• [Source extract]
####
There’s much to quibble with in the form of the question and the way the numbers are presented. (Gallup even admits as much.) But I doubt this is wholly inaccurate. A great many people in this country believe that the misfortunes that befall others are their own fault but if something bad happens in their own lives it’s just bad luck. Perhaps that’s human nature. But one of the purposes of the rightwing’s assault on reason is to make it impossible to make abstract arguments. And unless you are currently enmeshed in the health care system without insurance or dealing with expensive treatments, this is an abstract issue.

Back in 92 many of us were convinced that the time had come. The Democrats finally controlled the government, the country was barely emerging from an ugly recession, (which throws a lot of previously covered workers into the pool of uninsured) and some races around the country had been fueled from the grassroots on a health care reform platform. The conditions were optimal. But it failed , for many reasons, (including the way it was negotiated and sold) but mostly because the Republicans were able to effectively demagogue the fears of losing what you have as opposed to the Democrats who had to explain a complicated formula for protecting you against something that may not happen.

Throughout this battle it’s been inexplicable to me that Junior has held the line on the SCHIP expansion. This one seemed easy, helpful to the struggling Republicans. But it’s clear that they are building their argument against universal health care just as the Democrats are building theirs for it. They recognize that the politics of this are so important that it’s even worth sacrificing a few seats for if that’s what it takes. (They’re unlikely to win back the majority anyway, and they know it.)

From Bill Kristol’s famous 1994 memo:

A simple, green-eyeshade criticism of the president’s health care plan–on the grounds that it’s numbers don’t add up (they don’t), or that it costs too much (it does), or that it will kill jobs and disrupt the economy (it will)–is fine as far as it goes, but it is not enough. Such opposition can only win concessions on the way to a “least bad” compromise.

But passage of the Clinton health care plan in any form would be disastrous. It would guarantee an unprecedented federal intrusion into the American economy. Its success would signal the rebirth of centralized welfare-state policy at the very moment that such policy is being perceived as a failure in other areas. And, not least, it would destroy the present breadth and quality of the American health care system, the world’s finest.

The stakes are much higher now. The Republicans have been shown to be almost supernaturally incompetent at actual governance and the country is looking to the Democrats for answers. In 1994, the conservative movement was peaking. On the politics, it is even more important to Republicans defeat the Democrats on this issue than it was then. They are strategizing now for that battle. (I presume that the Democrats are too, but their task is going to be — as always — more difficult because of the differences I outlines above.)
####
• [Provided material]
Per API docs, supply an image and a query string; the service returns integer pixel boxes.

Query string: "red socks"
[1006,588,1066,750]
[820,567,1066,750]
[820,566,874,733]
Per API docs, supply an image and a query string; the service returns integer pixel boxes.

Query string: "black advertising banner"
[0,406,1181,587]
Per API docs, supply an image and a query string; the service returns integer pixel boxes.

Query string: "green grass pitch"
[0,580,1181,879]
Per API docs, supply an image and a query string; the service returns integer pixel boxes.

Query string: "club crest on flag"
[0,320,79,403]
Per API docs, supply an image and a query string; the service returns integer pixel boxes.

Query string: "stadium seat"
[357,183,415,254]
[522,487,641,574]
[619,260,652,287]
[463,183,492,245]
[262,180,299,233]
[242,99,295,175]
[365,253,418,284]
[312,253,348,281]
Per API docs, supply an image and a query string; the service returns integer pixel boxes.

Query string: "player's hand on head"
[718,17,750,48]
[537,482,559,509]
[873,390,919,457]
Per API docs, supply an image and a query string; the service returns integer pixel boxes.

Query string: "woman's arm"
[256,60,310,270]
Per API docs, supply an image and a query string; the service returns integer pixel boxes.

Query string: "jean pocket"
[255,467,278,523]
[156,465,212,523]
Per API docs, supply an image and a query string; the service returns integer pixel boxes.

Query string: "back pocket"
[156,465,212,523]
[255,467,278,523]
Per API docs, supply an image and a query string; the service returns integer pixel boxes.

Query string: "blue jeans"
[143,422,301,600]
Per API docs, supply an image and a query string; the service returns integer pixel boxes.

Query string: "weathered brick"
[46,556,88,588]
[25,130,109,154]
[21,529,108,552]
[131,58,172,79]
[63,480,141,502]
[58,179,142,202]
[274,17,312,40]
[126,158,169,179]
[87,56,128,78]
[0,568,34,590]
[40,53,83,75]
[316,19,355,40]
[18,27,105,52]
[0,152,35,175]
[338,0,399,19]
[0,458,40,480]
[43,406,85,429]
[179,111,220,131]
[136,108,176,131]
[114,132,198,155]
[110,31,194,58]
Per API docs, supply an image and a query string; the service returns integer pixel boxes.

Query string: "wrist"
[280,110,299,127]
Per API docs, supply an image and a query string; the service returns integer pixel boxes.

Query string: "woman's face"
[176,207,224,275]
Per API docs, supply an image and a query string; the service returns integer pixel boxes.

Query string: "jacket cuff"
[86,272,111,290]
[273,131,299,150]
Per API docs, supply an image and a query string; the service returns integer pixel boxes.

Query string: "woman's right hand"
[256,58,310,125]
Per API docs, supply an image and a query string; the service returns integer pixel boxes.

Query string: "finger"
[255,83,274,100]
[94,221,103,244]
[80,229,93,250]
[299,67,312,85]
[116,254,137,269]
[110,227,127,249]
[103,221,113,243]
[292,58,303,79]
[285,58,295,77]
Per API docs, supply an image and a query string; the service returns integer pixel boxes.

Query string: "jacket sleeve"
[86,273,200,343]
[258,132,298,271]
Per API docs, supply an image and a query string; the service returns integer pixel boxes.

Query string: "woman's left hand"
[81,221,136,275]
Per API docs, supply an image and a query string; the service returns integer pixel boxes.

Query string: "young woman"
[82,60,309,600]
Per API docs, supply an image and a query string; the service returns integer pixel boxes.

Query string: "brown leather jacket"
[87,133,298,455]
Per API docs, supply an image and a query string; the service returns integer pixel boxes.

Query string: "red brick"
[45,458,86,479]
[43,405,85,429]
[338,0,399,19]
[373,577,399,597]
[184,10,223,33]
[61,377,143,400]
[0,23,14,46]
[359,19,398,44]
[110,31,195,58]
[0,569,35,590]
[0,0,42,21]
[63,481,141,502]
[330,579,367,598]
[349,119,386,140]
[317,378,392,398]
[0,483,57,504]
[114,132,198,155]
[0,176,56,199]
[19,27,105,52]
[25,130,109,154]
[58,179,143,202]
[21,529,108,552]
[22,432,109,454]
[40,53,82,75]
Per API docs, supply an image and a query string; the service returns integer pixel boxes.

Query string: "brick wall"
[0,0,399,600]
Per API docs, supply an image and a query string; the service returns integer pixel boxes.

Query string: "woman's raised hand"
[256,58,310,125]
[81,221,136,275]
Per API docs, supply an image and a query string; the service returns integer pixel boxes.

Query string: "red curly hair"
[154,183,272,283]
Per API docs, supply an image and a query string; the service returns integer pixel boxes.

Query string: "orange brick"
####
• [What this task involves] Please quote the part of the health care piece that opens with the words containing "The stakes are" and closes with "I outlines above.)". The listing was drawn from a separate source.

• [Exercise result]
The stakes are much higher now. The Republicans have been shown to be almost supernaturally incompetent at actual governance and the country is looking to the Democrats for answers. In 1994, the conservative movement was peaking. On the politics, it is even more important to Republicans defeat the Democrats on this issue than it was then. They are strategizing now for that battle. (I presume that the Democrats are too, but their task is going to be — as always — more difficult because of the differences I outlines above.)